(Saved entries)
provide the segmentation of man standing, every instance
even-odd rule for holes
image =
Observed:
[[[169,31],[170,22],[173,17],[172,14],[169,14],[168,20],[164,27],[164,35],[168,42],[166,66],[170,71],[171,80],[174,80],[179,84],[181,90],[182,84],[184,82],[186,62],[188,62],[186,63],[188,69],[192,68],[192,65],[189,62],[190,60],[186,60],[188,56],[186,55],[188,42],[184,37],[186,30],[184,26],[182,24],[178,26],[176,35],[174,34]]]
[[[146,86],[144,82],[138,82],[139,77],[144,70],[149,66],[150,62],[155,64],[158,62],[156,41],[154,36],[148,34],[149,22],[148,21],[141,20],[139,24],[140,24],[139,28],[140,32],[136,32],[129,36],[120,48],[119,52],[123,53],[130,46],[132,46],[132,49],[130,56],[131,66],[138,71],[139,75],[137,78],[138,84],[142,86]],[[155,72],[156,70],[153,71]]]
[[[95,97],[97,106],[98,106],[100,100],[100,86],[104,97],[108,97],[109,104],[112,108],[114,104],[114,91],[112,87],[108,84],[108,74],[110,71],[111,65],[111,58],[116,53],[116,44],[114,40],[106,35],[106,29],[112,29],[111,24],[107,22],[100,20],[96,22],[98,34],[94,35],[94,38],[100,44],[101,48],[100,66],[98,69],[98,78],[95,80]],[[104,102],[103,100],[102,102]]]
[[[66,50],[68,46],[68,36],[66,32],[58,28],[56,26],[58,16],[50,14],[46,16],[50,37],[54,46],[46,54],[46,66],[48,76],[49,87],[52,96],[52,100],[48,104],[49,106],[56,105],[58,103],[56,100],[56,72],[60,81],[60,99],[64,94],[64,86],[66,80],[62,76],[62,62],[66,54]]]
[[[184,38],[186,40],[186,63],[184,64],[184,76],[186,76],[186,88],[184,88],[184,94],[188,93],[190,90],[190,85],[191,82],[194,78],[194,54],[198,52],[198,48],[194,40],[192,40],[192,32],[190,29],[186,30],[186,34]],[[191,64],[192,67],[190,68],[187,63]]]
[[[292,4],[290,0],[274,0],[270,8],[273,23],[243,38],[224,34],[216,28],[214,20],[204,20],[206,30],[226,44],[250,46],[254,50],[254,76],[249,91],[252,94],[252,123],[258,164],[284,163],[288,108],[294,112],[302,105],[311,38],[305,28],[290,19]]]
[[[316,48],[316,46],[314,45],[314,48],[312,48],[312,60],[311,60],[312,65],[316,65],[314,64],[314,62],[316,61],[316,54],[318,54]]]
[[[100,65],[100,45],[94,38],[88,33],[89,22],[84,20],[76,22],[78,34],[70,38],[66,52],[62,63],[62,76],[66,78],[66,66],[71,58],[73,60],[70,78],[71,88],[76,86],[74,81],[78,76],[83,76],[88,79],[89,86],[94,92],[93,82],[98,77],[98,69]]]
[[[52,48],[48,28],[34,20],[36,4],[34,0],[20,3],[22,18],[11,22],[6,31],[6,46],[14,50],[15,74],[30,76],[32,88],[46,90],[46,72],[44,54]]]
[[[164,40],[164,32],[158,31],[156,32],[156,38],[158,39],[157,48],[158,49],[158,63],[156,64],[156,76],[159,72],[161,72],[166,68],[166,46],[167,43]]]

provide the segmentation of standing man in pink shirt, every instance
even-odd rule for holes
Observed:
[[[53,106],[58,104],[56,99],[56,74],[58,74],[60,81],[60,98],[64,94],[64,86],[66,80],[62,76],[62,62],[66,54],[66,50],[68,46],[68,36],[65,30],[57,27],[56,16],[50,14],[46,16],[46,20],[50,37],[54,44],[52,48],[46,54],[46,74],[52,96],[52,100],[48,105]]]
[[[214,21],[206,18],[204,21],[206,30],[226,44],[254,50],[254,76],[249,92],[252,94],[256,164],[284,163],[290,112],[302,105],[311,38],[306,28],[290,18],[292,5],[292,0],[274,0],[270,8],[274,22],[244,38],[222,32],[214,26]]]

> _REQUIREMENT_
Reproduce every line of the records above character for character, with no changes.

> _EXERCISE OUTPUT_
provide the segmentation of man standing, every instance
even-odd rule for holes
image =
Observed:
[[[169,31],[170,22],[173,17],[172,14],[169,14],[168,20],[164,27],[164,35],[168,42],[166,66],[170,71],[171,80],[174,80],[179,84],[181,90],[182,84],[184,82],[186,62],[188,62],[186,63],[188,69],[192,68],[192,65],[189,62],[190,60],[186,60],[188,56],[186,55],[188,42],[184,37],[186,30],[184,26],[182,24],[178,26],[176,35],[174,34]]]
[[[146,86],[144,82],[138,82],[139,77],[144,70],[149,66],[150,62],[155,64],[158,62],[156,41],[154,36],[148,34],[149,22],[148,21],[141,20],[139,24],[140,24],[139,28],[140,32],[136,32],[129,36],[120,48],[119,52],[123,53],[130,46],[132,46],[132,49],[130,56],[131,66],[138,71],[139,75],[137,78],[138,84],[142,86]],[[155,72],[156,70],[153,71]]]
[[[95,97],[97,106],[98,106],[100,100],[100,86],[104,97],[108,97],[109,104],[112,108],[114,104],[114,91],[112,87],[108,84],[108,74],[110,71],[111,65],[111,58],[116,53],[116,44],[114,40],[106,35],[106,29],[112,29],[111,24],[107,22],[100,20],[96,22],[98,34],[94,35],[94,38],[100,44],[101,48],[100,66],[98,69],[98,78],[95,80]],[[104,102],[103,100],[102,102]]]
[[[66,50],[68,46],[68,36],[66,32],[58,28],[56,26],[58,16],[50,14],[46,16],[50,37],[54,46],[46,54],[46,66],[48,76],[49,87],[52,96],[52,100],[48,104],[49,106],[56,105],[58,103],[56,100],[56,72],[60,81],[60,99],[64,94],[64,86],[66,80],[62,76],[62,62],[66,54]]]
[[[184,38],[186,40],[186,63],[184,64],[184,76],[186,76],[186,88],[184,88],[184,94],[188,93],[190,90],[190,85],[191,82],[194,78],[194,54],[198,52],[198,48],[194,40],[192,40],[192,32],[190,29],[186,30],[186,34]],[[191,64],[192,67],[190,68],[187,63]]]
[[[292,4],[290,0],[274,0],[270,8],[273,23],[243,38],[224,34],[216,28],[214,20],[204,20],[206,30],[226,44],[250,46],[254,50],[254,76],[249,91],[252,94],[252,123],[258,164],[284,163],[288,108],[294,112],[302,105],[311,38],[305,28],[290,19]]]
[[[316,48],[316,46],[314,45],[314,48],[312,48],[312,60],[311,60],[312,65],[316,65],[314,64],[314,62],[316,61],[316,54],[318,54]]]
[[[100,65],[100,45],[94,38],[88,33],[89,22],[84,20],[76,22],[78,34],[70,38],[66,52],[62,63],[62,76],[66,78],[66,66],[71,58],[73,60],[70,78],[71,88],[76,86],[74,81],[78,76],[83,76],[88,79],[89,86],[94,92],[93,82],[98,77],[98,69]]]
[[[52,48],[48,28],[34,20],[36,4],[34,0],[20,3],[22,18],[11,22],[6,31],[6,46],[14,50],[15,74],[30,76],[32,88],[46,90],[46,72],[44,54]]]
[[[164,40],[164,32],[158,31],[156,32],[156,38],[158,39],[157,48],[158,49],[158,63],[156,64],[156,76],[159,72],[161,72],[166,68],[166,46],[167,43]]]

provide the segmentation of standing man in pink shirt, every instance
even-odd rule for holes
Observed:
[[[53,106],[58,104],[56,99],[56,74],[58,74],[60,81],[60,98],[64,94],[64,86],[66,80],[62,76],[62,62],[66,54],[66,50],[68,46],[68,36],[65,30],[57,27],[56,16],[50,14],[46,16],[46,20],[50,37],[54,44],[52,48],[46,54],[46,74],[52,96],[52,100],[48,105]]]
[[[214,21],[206,18],[204,21],[206,30],[226,44],[254,50],[254,76],[249,92],[252,94],[256,164],[284,163],[290,112],[302,105],[311,38],[306,28],[290,18],[292,5],[292,0],[274,0],[270,8],[274,22],[244,38],[222,32],[214,26]]]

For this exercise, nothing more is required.